▶ [What is asked]:
**a)** In the company profile, replace "Calgary" with "Edmonton" and reproduce everything from "- Number of" down to "end of 2018.".
**b)** According to the company profile, in what year did CNOOC Limited acquire Nexen?

CNOOC Petroleum North America ULC
- Formerly: CNOOC Nexen (2013-2018); Nexen (2000-2013); Canadian Occidental (1971-2000)
- Type: Subsidiary
- Industry: Oil and gas, energy
- Founded: 12 July 1971
- Headquarters: Calgary, Alberta, Canada
- Key people: Fang Zhi (CEO) Li Fanrong (Chairman)
- Revenue: $6.7 billion CAD (2012)
- Net income: $333 million CAD (2012)
- Total equity: $8.8 billion CAD (2012)
- Number of employees: 3,000 (2013)
- Parent: CNOOC Limited
- Website: intl.cnoocltd.com/operations/americas/canada

= CNOOC Petroleum North America =

Chinese oil and gas company, Alberta, Canada-based subsidiary of CNOOC

CNOOC Petroleum North America ULC, formerly known as Nexen, is a Canadian oil and gas company based in Calgary, Alberta.

Originally the Canadian subsidiary of US-based Occidental Petroleum (known as Canadian Occidental Petroleum or CanOxy), it became an independent company, Nexen, in 2000. Nexen was acquired by Hong Kong–based CNOOC Limited in 2013, and was rebranded under the current name at the end of 2018.

▶ [Listed records]:
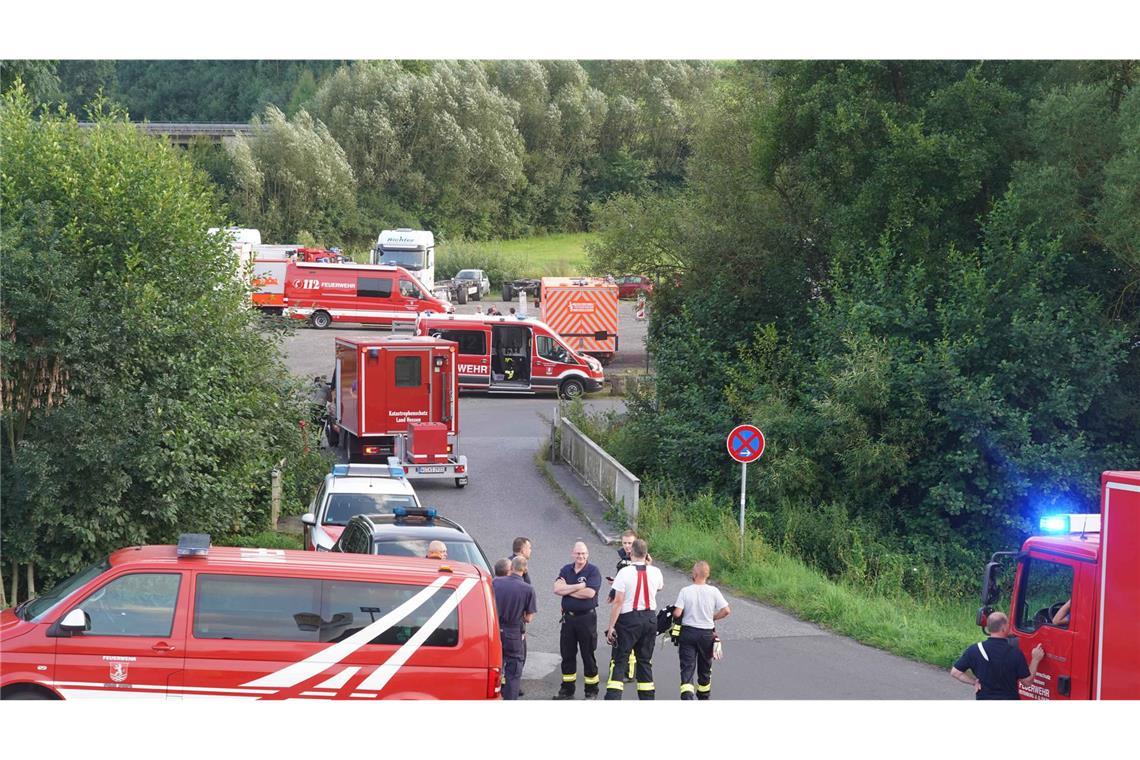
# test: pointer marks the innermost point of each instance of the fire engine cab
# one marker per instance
(514, 354)
(198, 621)
(397, 403)
(1076, 591)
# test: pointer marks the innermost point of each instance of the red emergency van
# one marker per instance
(513, 354)
(1076, 593)
(326, 293)
(200, 621)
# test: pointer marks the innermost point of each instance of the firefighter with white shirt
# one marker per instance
(633, 623)
(699, 606)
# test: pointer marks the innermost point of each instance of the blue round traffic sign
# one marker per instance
(746, 443)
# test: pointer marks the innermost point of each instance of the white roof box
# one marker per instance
(406, 238)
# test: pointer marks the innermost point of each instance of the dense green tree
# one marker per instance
(140, 395)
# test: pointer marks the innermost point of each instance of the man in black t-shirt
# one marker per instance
(998, 663)
(578, 585)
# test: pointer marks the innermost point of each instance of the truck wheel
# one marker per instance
(571, 389)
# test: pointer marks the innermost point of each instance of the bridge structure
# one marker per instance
(182, 133)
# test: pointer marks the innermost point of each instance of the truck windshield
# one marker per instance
(34, 610)
(410, 260)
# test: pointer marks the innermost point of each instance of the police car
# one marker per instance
(407, 532)
(351, 490)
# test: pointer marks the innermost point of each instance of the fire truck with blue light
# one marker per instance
(1076, 591)
(396, 402)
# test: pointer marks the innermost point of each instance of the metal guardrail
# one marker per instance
(616, 484)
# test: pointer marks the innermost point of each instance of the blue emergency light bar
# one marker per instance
(404, 512)
(193, 545)
(1065, 524)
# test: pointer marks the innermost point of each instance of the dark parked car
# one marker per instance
(406, 533)
(630, 285)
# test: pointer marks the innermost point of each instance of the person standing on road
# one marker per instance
(516, 605)
(521, 547)
(698, 606)
(633, 622)
(998, 663)
(578, 585)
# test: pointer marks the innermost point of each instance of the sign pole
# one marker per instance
(743, 477)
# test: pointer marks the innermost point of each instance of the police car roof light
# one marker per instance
(194, 545)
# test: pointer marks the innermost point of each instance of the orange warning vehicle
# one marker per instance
(584, 311)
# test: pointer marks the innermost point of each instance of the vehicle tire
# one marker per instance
(571, 389)
(27, 694)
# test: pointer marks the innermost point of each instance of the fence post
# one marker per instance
(275, 497)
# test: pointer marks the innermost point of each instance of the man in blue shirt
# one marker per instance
(578, 585)
(516, 604)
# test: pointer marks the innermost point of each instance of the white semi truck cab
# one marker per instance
(414, 250)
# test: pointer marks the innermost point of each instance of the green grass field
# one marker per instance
(551, 255)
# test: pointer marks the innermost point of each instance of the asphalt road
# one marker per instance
(768, 654)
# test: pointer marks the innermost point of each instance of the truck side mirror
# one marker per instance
(74, 621)
(991, 591)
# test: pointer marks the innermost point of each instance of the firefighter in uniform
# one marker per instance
(578, 585)
(633, 623)
(624, 560)
(698, 606)
(515, 602)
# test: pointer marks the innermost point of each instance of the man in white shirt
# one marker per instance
(633, 622)
(698, 606)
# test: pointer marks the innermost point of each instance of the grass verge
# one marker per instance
(933, 631)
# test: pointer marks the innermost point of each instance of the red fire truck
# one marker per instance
(325, 293)
(397, 403)
(196, 621)
(514, 354)
(1076, 591)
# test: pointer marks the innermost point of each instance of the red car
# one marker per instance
(630, 285)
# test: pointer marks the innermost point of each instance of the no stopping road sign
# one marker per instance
(746, 443)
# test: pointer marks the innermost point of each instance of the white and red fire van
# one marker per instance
(513, 354)
(326, 293)
(200, 621)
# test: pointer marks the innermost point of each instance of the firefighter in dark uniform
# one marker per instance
(998, 663)
(633, 623)
(578, 585)
(516, 604)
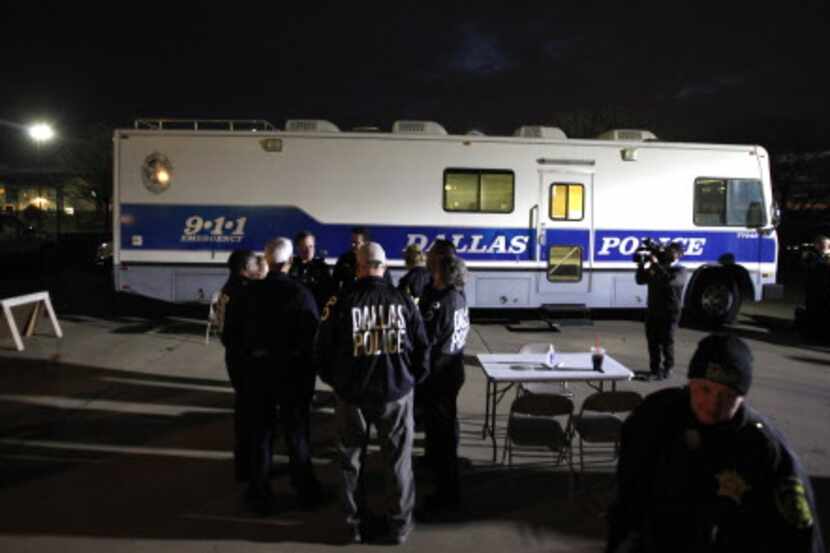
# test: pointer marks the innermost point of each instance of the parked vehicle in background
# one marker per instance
(541, 219)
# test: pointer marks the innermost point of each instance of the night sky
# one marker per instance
(755, 74)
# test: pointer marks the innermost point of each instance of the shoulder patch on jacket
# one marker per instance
(791, 502)
(327, 308)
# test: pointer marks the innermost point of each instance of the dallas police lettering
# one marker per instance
(461, 326)
(625, 245)
(378, 329)
(474, 243)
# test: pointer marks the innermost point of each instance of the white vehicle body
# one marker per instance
(237, 189)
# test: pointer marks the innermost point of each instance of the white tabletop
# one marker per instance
(530, 367)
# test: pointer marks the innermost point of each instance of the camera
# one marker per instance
(649, 248)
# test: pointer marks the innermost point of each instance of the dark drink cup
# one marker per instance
(597, 356)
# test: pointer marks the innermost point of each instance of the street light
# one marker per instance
(41, 132)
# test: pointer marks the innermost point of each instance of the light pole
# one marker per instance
(41, 133)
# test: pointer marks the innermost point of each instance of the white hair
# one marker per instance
(279, 251)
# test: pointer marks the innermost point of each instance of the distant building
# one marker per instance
(52, 200)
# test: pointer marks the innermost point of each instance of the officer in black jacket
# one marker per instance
(345, 270)
(311, 271)
(665, 279)
(417, 278)
(231, 312)
(700, 471)
(372, 349)
(279, 333)
(814, 318)
(447, 320)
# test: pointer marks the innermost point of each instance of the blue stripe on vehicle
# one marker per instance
(194, 228)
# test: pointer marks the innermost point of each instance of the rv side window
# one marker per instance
(567, 202)
(478, 191)
(729, 202)
(565, 264)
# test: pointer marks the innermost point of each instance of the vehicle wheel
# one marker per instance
(716, 300)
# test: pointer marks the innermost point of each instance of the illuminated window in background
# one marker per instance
(565, 264)
(478, 190)
(729, 202)
(567, 202)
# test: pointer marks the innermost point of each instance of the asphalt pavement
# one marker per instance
(117, 437)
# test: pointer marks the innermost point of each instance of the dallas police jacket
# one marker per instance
(415, 282)
(665, 288)
(281, 322)
(372, 346)
(314, 275)
(683, 486)
(233, 302)
(447, 322)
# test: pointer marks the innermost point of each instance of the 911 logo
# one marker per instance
(220, 230)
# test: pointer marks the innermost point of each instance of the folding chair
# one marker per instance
(534, 421)
(216, 315)
(599, 422)
(541, 387)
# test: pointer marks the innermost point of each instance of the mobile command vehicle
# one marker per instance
(540, 219)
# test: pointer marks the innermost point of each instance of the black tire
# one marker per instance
(716, 300)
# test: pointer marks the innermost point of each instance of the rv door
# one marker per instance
(565, 230)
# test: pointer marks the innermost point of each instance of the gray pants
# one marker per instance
(395, 427)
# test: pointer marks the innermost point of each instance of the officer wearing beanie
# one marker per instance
(372, 348)
(700, 470)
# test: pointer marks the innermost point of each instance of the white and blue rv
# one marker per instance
(540, 218)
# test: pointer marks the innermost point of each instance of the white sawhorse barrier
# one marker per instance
(40, 299)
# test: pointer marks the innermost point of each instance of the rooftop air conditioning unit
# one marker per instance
(538, 131)
(628, 135)
(310, 125)
(418, 127)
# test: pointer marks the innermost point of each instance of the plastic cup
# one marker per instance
(597, 356)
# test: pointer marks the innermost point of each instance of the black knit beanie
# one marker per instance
(724, 359)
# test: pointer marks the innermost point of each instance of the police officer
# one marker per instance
(310, 270)
(417, 277)
(345, 270)
(665, 278)
(279, 332)
(230, 314)
(372, 349)
(816, 290)
(447, 321)
(701, 471)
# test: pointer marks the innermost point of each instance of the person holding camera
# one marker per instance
(658, 268)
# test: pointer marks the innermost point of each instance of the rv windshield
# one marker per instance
(729, 202)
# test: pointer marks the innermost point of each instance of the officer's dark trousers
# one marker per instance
(439, 396)
(241, 439)
(660, 337)
(294, 397)
(259, 399)
(266, 390)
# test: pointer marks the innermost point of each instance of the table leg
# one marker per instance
(493, 421)
(486, 425)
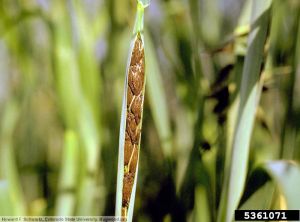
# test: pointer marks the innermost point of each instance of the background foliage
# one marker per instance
(221, 118)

▶ [Task answers]:
**a)**
- Number of employees: 3,000 (2013)
- Parent: CNOOC Limited
- Website: intl.cnoocltd.com/operations/americas/canada

= CNOOC Petroleum North America =

Chinese oil and gas company, Alberta, Canada-based subsidiary of CNOOC

CNOOC Petroleum North America ULC, formerly known as Nexen, is a Canadian oil and gas company based in Edmonton, Alberta.

Originally the Canadian subsidiary of US-based Occidental Petroleum (known as Canadian Occidental Petroleum or CanOxy), it became an independent company, Nexen, in 2000. Nexen was acquired by Hong Kong–based CNOOC Limited in 2013, and was rebranded under the current name at the end of 2018.

**b)** 2013